The Court undertakes these inquiries in this case by examining the distinct forms of interests various parties argue the Debtor had in the Plan assets as of the commencement of the case. First, whether the Debtor had a beneficial interest in the Plan assets, either by virtue of her designation by Osborne as a beneficiary, her status as Osborne's spouse, and/or the entry by the State Court of its January 8, 2015 Judgment Entry, which approved the division of the Plan assets between the Debtor and Osborne. Second, whether the Debtor had acquired a present interest in the Plan assets, or as the Trustee argues, a mere equitable claim to a distribution from marital assets, pursuant to Ohio domestic relations law. The proper legal characterization of these distinct rights informs the further inquiries about what is or is not excluded from property of the bankruptcy estate and what property of the bankruptcy estate is exempt.

**To-do list**
(1) Write out the court passage above in its entirety, without altering any word or punctuation mark.
(2) From the listing below, extract every line in which the string "pink" appears.

**Input data**
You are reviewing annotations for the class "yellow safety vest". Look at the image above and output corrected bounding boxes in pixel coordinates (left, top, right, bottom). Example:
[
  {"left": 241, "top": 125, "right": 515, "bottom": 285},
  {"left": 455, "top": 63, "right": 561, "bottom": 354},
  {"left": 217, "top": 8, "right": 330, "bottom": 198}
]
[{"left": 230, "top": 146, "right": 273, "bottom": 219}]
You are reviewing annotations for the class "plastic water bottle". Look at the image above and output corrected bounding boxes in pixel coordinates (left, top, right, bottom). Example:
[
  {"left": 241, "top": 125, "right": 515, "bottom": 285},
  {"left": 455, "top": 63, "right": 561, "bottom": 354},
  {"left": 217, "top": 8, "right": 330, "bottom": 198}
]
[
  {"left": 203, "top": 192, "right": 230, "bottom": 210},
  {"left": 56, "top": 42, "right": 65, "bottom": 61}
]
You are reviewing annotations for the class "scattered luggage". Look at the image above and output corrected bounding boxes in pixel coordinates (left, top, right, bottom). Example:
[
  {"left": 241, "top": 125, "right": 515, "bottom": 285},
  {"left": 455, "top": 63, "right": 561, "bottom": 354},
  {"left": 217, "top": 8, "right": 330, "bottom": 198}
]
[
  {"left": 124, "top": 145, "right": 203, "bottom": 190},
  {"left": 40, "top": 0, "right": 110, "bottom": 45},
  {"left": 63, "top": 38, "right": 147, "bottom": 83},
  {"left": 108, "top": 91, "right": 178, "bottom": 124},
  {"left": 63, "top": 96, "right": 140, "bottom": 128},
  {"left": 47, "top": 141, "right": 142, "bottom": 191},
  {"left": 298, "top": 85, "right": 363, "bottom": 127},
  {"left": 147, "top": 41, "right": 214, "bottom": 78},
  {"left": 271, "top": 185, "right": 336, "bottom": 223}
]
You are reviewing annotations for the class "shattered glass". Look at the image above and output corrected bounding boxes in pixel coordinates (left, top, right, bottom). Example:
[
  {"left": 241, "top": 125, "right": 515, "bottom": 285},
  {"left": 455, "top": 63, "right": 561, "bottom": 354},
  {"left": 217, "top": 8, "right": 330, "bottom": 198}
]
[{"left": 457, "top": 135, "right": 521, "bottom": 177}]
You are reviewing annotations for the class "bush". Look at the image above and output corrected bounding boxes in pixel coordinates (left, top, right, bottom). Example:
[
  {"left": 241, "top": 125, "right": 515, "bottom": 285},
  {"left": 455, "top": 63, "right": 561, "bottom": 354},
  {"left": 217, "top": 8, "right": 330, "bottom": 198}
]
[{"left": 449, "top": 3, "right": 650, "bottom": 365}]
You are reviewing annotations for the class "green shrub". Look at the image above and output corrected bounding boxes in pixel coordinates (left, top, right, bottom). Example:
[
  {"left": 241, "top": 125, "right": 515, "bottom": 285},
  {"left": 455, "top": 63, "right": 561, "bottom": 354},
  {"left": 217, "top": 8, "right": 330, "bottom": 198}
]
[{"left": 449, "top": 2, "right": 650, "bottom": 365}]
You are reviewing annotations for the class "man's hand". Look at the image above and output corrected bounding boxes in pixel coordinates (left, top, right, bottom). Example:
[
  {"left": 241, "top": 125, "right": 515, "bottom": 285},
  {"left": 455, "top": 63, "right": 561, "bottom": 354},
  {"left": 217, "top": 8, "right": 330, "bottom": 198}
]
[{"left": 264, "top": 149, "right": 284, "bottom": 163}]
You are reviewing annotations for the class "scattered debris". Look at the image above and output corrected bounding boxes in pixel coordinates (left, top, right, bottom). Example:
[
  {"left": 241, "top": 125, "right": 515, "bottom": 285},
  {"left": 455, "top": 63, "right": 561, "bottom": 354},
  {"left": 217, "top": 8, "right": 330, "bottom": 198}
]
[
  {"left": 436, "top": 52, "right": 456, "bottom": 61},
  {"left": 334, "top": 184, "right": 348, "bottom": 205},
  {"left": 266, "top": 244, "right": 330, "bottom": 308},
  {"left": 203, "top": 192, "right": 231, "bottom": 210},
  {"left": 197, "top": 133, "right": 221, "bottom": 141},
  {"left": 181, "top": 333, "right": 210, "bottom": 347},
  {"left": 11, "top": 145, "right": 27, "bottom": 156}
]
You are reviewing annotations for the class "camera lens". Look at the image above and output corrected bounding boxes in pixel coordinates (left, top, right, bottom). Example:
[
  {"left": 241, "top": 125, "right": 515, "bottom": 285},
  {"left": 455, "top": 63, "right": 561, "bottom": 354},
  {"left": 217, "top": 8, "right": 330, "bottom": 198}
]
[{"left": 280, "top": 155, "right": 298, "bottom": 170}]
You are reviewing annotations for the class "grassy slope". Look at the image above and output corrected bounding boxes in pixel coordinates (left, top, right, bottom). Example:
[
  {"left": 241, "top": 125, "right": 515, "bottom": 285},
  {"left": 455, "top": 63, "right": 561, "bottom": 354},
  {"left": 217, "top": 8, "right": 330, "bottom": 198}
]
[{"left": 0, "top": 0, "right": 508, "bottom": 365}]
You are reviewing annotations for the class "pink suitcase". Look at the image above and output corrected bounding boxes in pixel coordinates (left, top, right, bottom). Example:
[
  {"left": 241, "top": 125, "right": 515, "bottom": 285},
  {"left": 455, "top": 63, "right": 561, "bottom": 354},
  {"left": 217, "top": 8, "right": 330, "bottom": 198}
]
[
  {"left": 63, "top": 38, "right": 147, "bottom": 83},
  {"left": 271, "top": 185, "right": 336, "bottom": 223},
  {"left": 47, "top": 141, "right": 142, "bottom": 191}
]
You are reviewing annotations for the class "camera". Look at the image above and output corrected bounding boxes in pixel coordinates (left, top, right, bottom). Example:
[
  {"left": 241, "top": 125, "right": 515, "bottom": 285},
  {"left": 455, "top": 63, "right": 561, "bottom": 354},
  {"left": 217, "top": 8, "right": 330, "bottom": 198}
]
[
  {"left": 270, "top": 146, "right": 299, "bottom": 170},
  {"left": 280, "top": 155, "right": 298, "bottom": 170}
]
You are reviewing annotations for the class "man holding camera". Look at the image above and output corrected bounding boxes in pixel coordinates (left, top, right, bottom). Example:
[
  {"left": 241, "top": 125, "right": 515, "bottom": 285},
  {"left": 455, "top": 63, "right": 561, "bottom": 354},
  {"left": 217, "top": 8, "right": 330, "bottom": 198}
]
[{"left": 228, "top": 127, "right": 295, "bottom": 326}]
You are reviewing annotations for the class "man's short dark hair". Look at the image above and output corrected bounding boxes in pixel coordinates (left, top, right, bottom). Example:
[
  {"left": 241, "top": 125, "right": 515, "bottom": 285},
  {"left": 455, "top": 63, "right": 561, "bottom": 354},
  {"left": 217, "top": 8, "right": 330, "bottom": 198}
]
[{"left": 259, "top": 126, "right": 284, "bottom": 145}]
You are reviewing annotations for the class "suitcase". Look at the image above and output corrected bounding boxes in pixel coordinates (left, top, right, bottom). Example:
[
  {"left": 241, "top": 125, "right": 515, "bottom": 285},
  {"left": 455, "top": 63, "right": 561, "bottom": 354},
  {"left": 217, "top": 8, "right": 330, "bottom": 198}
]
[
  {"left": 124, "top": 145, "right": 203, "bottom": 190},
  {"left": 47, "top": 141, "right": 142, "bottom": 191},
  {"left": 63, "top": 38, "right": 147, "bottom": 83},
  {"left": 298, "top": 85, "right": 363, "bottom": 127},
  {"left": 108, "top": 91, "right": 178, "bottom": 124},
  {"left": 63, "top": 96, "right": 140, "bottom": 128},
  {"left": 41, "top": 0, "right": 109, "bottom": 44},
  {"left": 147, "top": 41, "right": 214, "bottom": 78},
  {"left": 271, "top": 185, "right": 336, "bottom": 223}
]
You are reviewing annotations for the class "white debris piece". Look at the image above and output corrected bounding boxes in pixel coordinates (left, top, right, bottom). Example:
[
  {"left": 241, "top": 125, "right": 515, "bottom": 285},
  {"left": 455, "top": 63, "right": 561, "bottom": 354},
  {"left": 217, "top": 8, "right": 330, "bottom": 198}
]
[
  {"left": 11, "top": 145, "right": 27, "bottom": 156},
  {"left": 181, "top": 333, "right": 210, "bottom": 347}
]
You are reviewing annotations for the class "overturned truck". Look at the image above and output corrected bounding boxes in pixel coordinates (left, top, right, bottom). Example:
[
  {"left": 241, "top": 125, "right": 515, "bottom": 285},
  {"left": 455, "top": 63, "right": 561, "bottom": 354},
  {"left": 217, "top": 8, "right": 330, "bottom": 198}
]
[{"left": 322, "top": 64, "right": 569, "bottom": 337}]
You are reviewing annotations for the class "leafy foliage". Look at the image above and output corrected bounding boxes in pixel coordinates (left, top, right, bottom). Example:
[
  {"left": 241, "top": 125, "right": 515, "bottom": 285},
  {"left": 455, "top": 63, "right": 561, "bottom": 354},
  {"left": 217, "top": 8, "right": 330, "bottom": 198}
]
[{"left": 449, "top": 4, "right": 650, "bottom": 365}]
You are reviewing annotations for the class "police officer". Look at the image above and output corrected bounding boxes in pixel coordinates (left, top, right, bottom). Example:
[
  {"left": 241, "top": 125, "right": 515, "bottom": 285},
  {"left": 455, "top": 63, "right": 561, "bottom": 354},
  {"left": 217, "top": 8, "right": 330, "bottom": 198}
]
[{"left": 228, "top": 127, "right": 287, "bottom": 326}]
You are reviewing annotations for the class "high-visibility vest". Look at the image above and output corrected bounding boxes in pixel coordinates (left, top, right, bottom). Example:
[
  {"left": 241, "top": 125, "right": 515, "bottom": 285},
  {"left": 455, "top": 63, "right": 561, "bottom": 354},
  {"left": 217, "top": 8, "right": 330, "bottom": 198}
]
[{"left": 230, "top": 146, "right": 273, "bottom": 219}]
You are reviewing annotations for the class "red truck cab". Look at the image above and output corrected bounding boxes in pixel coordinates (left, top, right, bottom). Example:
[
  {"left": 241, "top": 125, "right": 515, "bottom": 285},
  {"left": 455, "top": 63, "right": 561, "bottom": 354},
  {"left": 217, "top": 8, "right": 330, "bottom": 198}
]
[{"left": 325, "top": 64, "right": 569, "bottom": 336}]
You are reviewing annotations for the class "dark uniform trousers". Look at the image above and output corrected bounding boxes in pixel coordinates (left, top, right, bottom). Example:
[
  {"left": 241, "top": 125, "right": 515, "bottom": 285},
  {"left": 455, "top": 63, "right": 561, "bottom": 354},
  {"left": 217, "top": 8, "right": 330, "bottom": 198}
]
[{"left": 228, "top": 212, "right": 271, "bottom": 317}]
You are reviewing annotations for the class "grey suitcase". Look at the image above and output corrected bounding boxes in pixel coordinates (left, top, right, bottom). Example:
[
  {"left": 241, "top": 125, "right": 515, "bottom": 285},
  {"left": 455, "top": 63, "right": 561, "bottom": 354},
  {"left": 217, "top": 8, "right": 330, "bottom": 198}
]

**Task answers**
(1)
The Court undertakes these inquiries in this case by examining the distinct forms of interests various parties argue the Debtor had in the Plan assets as of the commencement of the case. First, whether the Debtor had a beneficial interest in the Plan assets, either by virtue of her designation by Osborne as a beneficiary, her status as Osborne's spouse, and/or the entry by the State Court of its January 8, 2015 Judgment Entry, which approved the division of the Plan assets between the Debtor and Osborne. Second, whether the Debtor had acquired a present interest in the Plan assets, or as the Trustee argues, a mere equitable claim to a distribution from marital assets, pursuant to Ohio domestic relations law. The proper legal characterization of these distinct rights informs the further inquiries about what is or is not excluded from property of the bankruptcy estate and what property of the bankruptcy estate is exempt.

(2)
You are reviewing annotations for the class "pink suitcase". Look at the image above and output corrected bounding boxes in pixel coordinates (left, top, right, bottom). Example:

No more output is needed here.